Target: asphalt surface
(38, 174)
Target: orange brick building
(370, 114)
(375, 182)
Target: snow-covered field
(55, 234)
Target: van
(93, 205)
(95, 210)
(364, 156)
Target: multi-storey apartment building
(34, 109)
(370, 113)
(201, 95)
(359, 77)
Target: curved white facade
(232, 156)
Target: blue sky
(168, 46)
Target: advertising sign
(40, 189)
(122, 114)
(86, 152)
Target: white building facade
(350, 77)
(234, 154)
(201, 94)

(PROBLEM) Return exactly the lines of the listing that run from the one containing "Target: curved white facade" through the last, and no others.

(RESULT FOR THIS EXERCISE)
Target: curved white facade
(232, 156)
Target: blue sky
(168, 46)
Target: advertising sign
(40, 189)
(122, 114)
(86, 152)
Target: white building facade
(350, 77)
(234, 154)
(201, 94)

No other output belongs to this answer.